#### Extracted records
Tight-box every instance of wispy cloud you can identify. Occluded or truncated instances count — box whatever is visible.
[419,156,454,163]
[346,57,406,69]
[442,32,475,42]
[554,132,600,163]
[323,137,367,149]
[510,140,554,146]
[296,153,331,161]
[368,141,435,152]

#### Directions
Update the data above by replacing "wispy cloud" with "thin cirrus cloud". Leave everything else unchanged.

#### Solution for this task
Tight-box every instance of thin cirrus cloud you can identify. Occluded or truncated instances count — box whatever is visible.
[419,156,454,163]
[346,57,406,69]
[442,32,475,42]
[554,132,600,163]
[323,137,367,149]
[510,140,554,146]
[296,153,331,161]
[368,141,435,152]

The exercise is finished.